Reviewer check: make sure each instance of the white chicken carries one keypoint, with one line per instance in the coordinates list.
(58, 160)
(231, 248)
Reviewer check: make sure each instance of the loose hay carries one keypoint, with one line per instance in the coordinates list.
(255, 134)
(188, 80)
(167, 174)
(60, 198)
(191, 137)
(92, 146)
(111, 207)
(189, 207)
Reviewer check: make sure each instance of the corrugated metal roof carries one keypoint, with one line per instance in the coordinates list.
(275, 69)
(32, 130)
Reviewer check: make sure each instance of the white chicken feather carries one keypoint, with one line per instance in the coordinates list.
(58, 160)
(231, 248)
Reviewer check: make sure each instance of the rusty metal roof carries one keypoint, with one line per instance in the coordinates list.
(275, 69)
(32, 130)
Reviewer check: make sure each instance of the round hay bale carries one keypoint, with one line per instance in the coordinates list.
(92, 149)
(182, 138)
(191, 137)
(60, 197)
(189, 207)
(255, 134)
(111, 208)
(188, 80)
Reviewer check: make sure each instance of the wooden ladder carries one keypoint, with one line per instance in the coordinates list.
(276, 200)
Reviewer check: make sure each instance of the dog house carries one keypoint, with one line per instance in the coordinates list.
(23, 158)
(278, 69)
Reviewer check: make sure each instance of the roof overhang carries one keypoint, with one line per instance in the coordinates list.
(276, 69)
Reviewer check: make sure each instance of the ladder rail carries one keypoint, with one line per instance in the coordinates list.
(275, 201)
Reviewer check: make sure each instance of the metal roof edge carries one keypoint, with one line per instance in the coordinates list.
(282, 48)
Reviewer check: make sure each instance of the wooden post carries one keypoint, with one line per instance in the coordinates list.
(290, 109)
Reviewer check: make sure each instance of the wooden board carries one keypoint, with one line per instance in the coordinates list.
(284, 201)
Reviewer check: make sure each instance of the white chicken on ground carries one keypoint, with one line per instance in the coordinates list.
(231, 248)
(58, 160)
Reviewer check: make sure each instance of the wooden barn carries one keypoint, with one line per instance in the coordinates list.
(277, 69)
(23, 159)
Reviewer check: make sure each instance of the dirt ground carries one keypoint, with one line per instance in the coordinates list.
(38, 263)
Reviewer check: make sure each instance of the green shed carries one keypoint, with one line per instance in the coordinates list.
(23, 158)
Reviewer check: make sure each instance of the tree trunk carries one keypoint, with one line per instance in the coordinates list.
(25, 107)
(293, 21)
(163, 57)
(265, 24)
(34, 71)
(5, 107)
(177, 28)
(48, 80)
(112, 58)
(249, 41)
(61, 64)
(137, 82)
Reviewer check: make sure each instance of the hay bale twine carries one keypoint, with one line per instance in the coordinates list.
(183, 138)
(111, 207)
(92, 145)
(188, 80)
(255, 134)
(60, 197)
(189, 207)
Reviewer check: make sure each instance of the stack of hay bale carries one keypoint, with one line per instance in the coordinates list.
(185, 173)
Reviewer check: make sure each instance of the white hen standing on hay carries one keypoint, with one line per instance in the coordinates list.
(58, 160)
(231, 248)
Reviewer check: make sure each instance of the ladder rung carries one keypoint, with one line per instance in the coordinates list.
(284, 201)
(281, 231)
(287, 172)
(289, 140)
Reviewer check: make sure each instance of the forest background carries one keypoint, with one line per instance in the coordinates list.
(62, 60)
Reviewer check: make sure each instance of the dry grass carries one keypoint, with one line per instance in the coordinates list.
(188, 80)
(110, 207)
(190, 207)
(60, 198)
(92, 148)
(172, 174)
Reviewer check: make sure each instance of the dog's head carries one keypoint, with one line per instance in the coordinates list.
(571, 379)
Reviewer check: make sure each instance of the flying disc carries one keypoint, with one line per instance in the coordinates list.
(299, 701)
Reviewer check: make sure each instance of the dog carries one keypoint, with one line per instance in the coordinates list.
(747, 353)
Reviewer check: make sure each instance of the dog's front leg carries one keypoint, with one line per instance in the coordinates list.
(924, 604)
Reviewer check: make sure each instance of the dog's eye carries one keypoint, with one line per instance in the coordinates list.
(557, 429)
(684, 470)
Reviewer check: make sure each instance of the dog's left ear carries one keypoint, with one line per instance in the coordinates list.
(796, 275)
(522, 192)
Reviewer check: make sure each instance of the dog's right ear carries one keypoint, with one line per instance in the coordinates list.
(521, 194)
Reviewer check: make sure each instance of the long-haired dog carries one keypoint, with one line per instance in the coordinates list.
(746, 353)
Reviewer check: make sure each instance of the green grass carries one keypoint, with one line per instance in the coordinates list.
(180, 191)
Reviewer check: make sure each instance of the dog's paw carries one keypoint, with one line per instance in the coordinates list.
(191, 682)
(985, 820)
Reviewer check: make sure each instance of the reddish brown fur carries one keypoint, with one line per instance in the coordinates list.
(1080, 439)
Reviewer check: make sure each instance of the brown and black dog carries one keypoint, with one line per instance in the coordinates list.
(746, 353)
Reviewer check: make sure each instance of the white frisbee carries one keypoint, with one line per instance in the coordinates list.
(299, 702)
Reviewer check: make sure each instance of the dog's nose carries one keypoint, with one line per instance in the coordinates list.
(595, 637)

------------------------------

Begin at the line that contains "Reviewer check: make sure each instance of the dog's paw" and stop at the end of the material. Rewrite every line in that span. Keep the text lines as they are and offset both the x and y values of each keypoint coordinate by +108.

**Answer to this task**
Reviewer check: make sure each instance of the dog's paw carries one keypoint, with one line per instance in the coordinates list.
(299, 790)
(1093, 928)
Reviewer check: make sure each instance of the reddish brown fur carries one keypoint, with one line per instance in the coordinates list.
(1188, 547)
Reviewer check: make sure each instance of the brown and black dog carries one keypoint, with one line per instance in the coordinates list.
(854, 461)
Reviewer check: make sure each instance of the white frisbee carries one keypoint, with one line per instance in the coordinates list.
(407, 810)
Reviewer check: make sure each instance of the dog's nose carries one keypoint, with one line per instance in the coordinates list.
(703, 745)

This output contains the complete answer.